#### Document section
++++++++++++++++++++

Abstract
Today’s public sphere is largely shaped by a dynamic digital public space where lay people conform a commodified marketplace of ideas. Individuals trade, create, and generate information, as well as consume others’ content, whereby information as public space commodity splits between this type of content and that provided by the media, and governmental institutions. This paper first explains how and why our current digital media context opens the door to pseudo-information (i.e., misinformation, disinformation, etc.). Furthermore, the paper introduces several concrete empirical efforts in the literature within a unique volume that attempt to provide specific and pragmatic steps to tackle pseudo-information, reducing the potential harm for established democracies that today’s digital environment may elicit by fueling an ill-informed society.
“Do Not Blame the World. Find a Solution.” Sri Chinmoy
The knowledge established through science, history, and social agreements such as law and policy constitutes the common foundation of civilization. The acquisition and acceptance of such common knowledge as true or legitimate by the members of a society enables trust and delegation, further enacting sustainable civilization. This possession of common knowledge is formed by continuous communication processes among social members: the creation, evaluation, endorsement, education, and acceptance of what information is true or factual.

++++++++++++++++++++

#### Data extract
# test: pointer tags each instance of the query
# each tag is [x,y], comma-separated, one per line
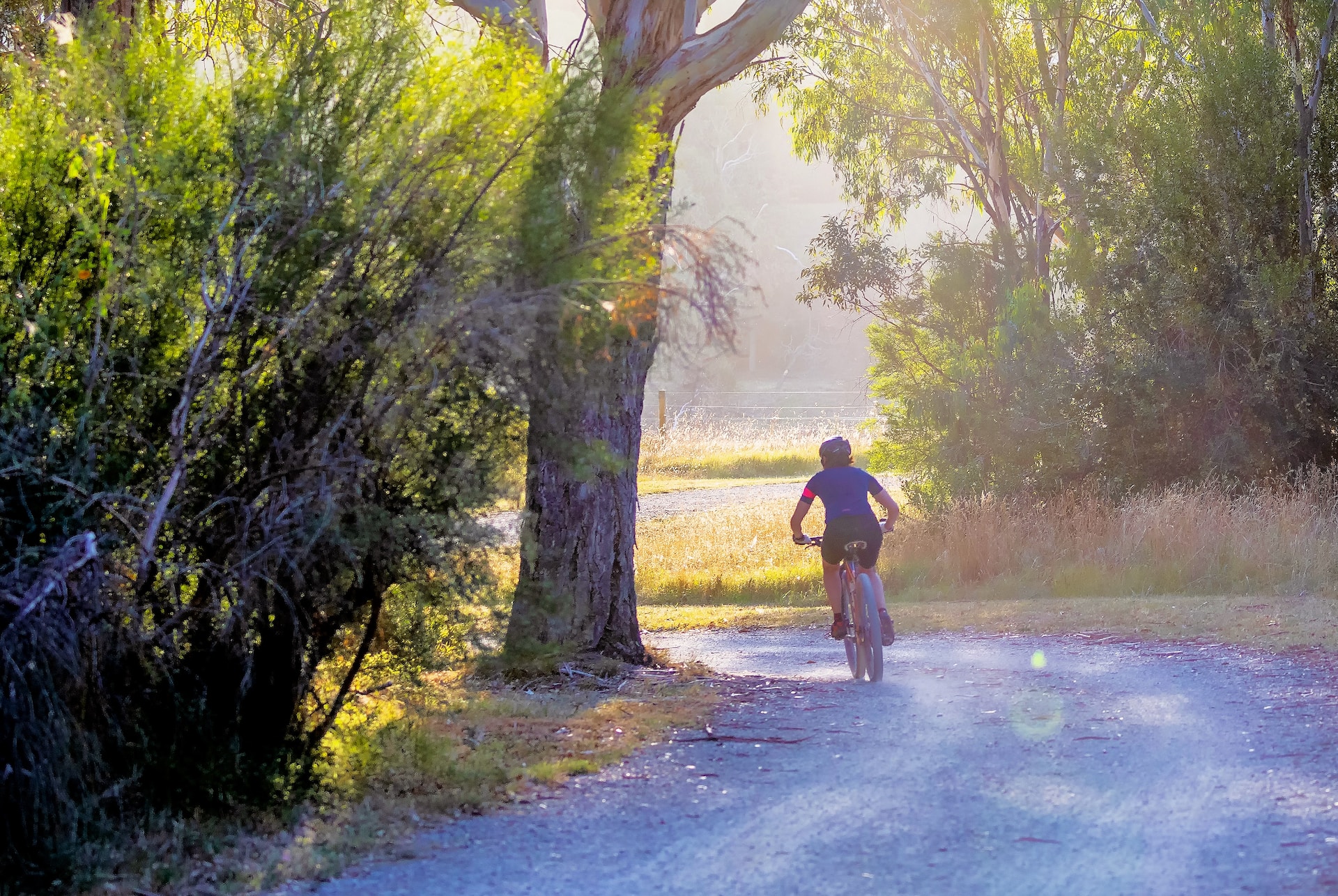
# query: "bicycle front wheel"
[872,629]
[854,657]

++++++++++++++++++++

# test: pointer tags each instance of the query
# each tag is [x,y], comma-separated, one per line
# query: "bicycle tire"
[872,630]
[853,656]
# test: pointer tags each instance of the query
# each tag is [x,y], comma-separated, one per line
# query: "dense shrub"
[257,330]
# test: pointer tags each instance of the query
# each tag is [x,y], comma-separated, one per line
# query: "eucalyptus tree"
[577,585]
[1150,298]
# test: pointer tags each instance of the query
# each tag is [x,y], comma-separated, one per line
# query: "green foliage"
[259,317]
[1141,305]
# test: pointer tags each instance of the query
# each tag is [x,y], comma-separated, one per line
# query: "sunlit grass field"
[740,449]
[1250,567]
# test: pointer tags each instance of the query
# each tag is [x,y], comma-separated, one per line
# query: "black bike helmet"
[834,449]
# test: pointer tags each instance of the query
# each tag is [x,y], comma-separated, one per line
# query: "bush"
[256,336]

++++++++++++++++++++

#### The task
In the text on pseudo-information, what constitutes the common foundation of civilization? The records are drawn from a separate source.

#### Exercise response
The knowledge established through science, history, and social agreements such as law and policy.